## PROBLEM REQUIREMENTS
Write out all of the material below line for line, leaving out the pictures.

Stored records:

---*---

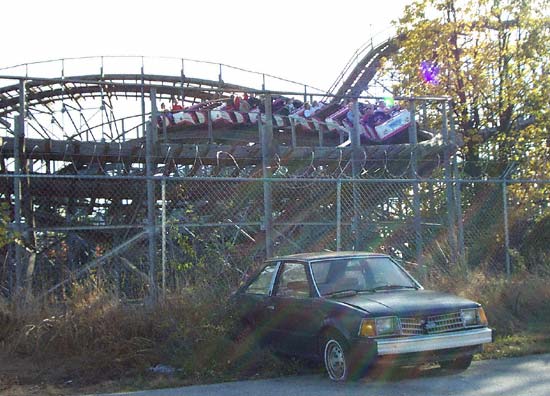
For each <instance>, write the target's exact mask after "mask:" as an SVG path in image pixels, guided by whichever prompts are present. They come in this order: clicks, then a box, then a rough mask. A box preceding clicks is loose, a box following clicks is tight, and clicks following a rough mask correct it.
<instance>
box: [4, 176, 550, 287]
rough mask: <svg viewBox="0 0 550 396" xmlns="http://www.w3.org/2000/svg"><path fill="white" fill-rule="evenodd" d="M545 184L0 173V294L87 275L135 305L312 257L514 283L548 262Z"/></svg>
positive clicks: (547, 238)
mask: <svg viewBox="0 0 550 396" xmlns="http://www.w3.org/2000/svg"><path fill="white" fill-rule="evenodd" d="M548 183H549V181H548V180H506V179H495V180H461V179H455V180H445V179H351V178H350V179H342V178H337V179H291V178H285V179H283V178H257V179H254V178H198V177H195V178H193V177H187V178H178V177H149V178H147V177H122V176H111V177H108V176H75V175H73V176H60V175H55V176H54V175H47V176H46V175H40V176H38V175H19V176H16V175H0V200H1V206H0V207H1V209H2V219H3V226H2V227H0V228H1V229H2V230H3V231H2V232H3V235H2V237H3V238H4V240H5V242H7V244H5V245H4V246H3V248H2V250H1V252H2V255H3V259H2V266H1V267H0V285H1V290H2V294H5V295H8V296H9V295H13V294H14V293H15V292H16V291H17V290H23V289H24V290H31V291H32V292H33V293H37V294H40V293H42V294H44V293H45V294H48V293H56V292H60V291H61V290H63V289H64V288H66V287H67V286H68V285H70V283H71V282H73V281H75V280H78V279H83V278H87V279H93V280H94V282H106V283H108V284H110V285H111V286H113V287H114V288H115V289H116V290H118V291H119V292H120V293H121V295H123V296H125V297H126V298H134V297H143V296H144V295H147V294H149V293H151V292H152V291H156V289H157V288H160V289H165V288H166V289H177V288H180V287H184V286H185V285H188V284H192V283H193V282H194V281H196V280H197V279H200V277H201V276H204V275H205V274H214V273H217V274H219V277H218V278H217V279H214V280H213V281H220V280H222V279H223V280H224V281H227V282H234V281H235V280H236V279H238V278H239V277H241V276H242V274H243V273H244V272H246V271H247V270H248V269H249V268H250V267H251V266H252V265H253V264H254V263H255V262H258V261H260V260H261V259H263V258H264V257H266V256H267V255H270V254H271V255H282V254H289V253H296V252H301V251H314V250H369V251H382V252H387V253H389V254H392V255H393V256H395V257H397V258H399V259H401V260H404V261H407V262H414V263H417V264H418V266H417V267H416V268H417V270H418V272H419V274H418V275H419V276H421V277H426V276H430V274H432V273H440V272H445V271H453V270H456V269H457V268H477V267H484V268H488V269H490V270H492V271H499V272H505V273H507V274H510V273H511V271H513V270H514V269H523V268H528V267H530V266H533V263H534V262H536V260H540V259H541V257H540V255H543V254H544V252H545V251H546V252H547V253H548V249H547V248H546V250H545V246H546V245H545V243H546V242H545V241H547V239H548V237H547V236H546V235H544V234H542V233H539V234H537V232H536V229H537V227H536V226H537V224H538V223H537V222H538V221H540V219H544V218H545V217H548V215H549V212H550V204H549V201H548V198H547V197H545V196H544V195H543V194H542V195H541V196H540V197H538V198H537V195H536V192H537V191H538V190H541V189H544V188H546V186H548ZM266 185H269V188H265V187H266ZM14 186H20V188H21V197H22V198H21V202H20V203H19V205H20V209H19V210H20V214H21V216H19V217H16V216H15V213H14V211H15V202H14V197H15V194H14V193H13V191H14V188H15V187H14ZM527 191H529V192H530V193H529V194H527V193H525V192H527ZM148 194H150V196H148ZM266 194H270V197H269V198H270V199H269V200H266V199H265V198H266ZM533 196H535V197H536V198H535V199H533V198H532V197H533ZM267 202H269V203H270V206H269V207H267V206H266V203H267ZM533 230H535V231H533ZM527 231H530V232H527ZM537 246H538V247H539V248H537ZM532 247H535V249H534V250H533V249H532ZM537 249H538V250H537ZM269 252H271V253H269ZM537 255H538V256H537ZM201 274H202V275H201Z"/></svg>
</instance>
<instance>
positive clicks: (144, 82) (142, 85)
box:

---*---

## SOLUTION TO THIS TASK
For each <instance>, write the target's exact mask after "mask:" as an SVG path in image pixels, guided by whichever prompts are present. They come in this order: clicks, then a box, then a rough mask. A box preceding clicks is loose, a box following clicks is tight, and clicks following a rough mask correct it.
<instance>
box: [4, 176, 550, 287]
rough mask: <svg viewBox="0 0 550 396" xmlns="http://www.w3.org/2000/svg"><path fill="white" fill-rule="evenodd" d="M545 184L0 173V294L87 275L135 305L312 257L514 283L548 262Z"/></svg>
positive clicks: (547, 238)
mask: <svg viewBox="0 0 550 396" xmlns="http://www.w3.org/2000/svg"><path fill="white" fill-rule="evenodd" d="M548 183H549V181H548V180H506V179H495V180H461V179H455V180H445V179H351V178H350V179H342V178H337V179H291V178H285V179H283V178H257V179H254V178H198V177H195V178H193V177H187V178H178V177H149V178H147V177H122V176H111V177H108V176H75V175H73V176H60V175H55V176H54V175H47V176H46V175H40V176H38V175H19V176H16V175H0V200H1V206H0V207H1V209H2V219H3V226H2V227H0V228H1V229H2V230H3V231H2V232H3V235H2V237H3V238H4V240H5V242H7V244H5V245H4V246H3V248H2V250H1V252H2V255H3V259H2V266H1V267H0V285H1V290H2V294H5V295H8V296H9V295H13V294H14V293H15V292H16V291H17V290H23V289H24V290H31V291H32V292H33V293H37V294H40V293H42V294H44V293H45V294H48V293H56V292H60V291H61V290H63V289H64V288H66V287H67V286H68V285H70V283H71V282H73V281H75V280H78V279H83V278H87V279H93V280H94V282H106V283H108V284H110V285H111V286H113V287H114V288H115V289H116V290H118V291H119V292H120V293H121V295H123V296H125V297H126V298H134V297H143V296H144V295H147V294H149V293H151V292H152V291H156V289H157V288H160V289H165V288H166V289H177V288H180V287H184V286H185V285H188V284H192V283H193V282H194V281H196V280H197V279H200V277H201V276H204V275H205V274H214V273H217V274H219V277H218V278H217V279H214V280H213V281H220V280H222V279H223V280H224V281H227V282H234V281H235V280H236V279H238V278H239V277H241V276H242V274H243V273H244V272H246V271H247V270H248V269H249V268H250V267H251V266H252V265H253V264H254V263H255V262H258V261H260V260H261V259H263V258H264V257H266V256H267V255H270V254H271V255H282V254H289V253H296V252H301V251H314V250H369V251H382V252H387V253H389V254H392V255H393V256H395V257H397V258H399V259H401V260H404V261H407V262H414V263H417V264H418V266H417V267H416V268H417V270H418V272H419V274H418V275H419V276H421V277H426V276H430V274H432V273H440V272H445V271H453V270H456V269H457V268H477V267H484V268H488V269H490V270H492V271H499V272H505V273H507V274H510V273H511V271H513V270H514V269H523V268H528V267H530V266H533V263H534V262H536V260H540V259H541V257H540V255H543V254H544V252H545V251H546V252H547V253H548V249H547V248H546V250H545V246H546V245H545V243H546V242H545V241H547V239H548V237H547V236H546V235H544V234H542V233H539V234H537V232H536V229H537V227H536V226H537V224H538V223H537V222H538V221H540V219H544V218H545V217H548V215H549V212H550V204H549V201H548V198H547V197H545V196H544V195H543V194H542V195H541V196H540V197H538V198H537V195H536V192H537V191H538V190H541V189H544V188H546V186H548ZM266 185H269V188H265V187H266ZM14 186H20V188H21V197H22V198H21V202H20V203H19V205H20V209H19V210H20V214H21V216H19V217H16V216H15V213H14V211H15V202H14V197H15V194H14V193H13V191H14V188H15V187H14ZM527 191H529V192H530V193H529V194H527V193H525V192H527ZM148 194H150V196H148ZM266 194H270V197H269V198H270V199H269V200H266V199H265V198H266ZM533 196H535V197H536V198H535V199H533V198H532V197H533ZM267 202H269V203H270V206H269V207H267V206H266V203H267ZM533 230H535V231H533ZM527 231H530V232H527ZM537 246H538V247H539V248H537ZM532 247H535V249H534V250H533V249H532ZM537 249H538V250H537ZM269 252H271V253H269ZM537 255H538V256H537ZM201 274H202V275H201Z"/></svg>
</instance>
<instance>
positive clicks: (144, 82) (142, 85)
box:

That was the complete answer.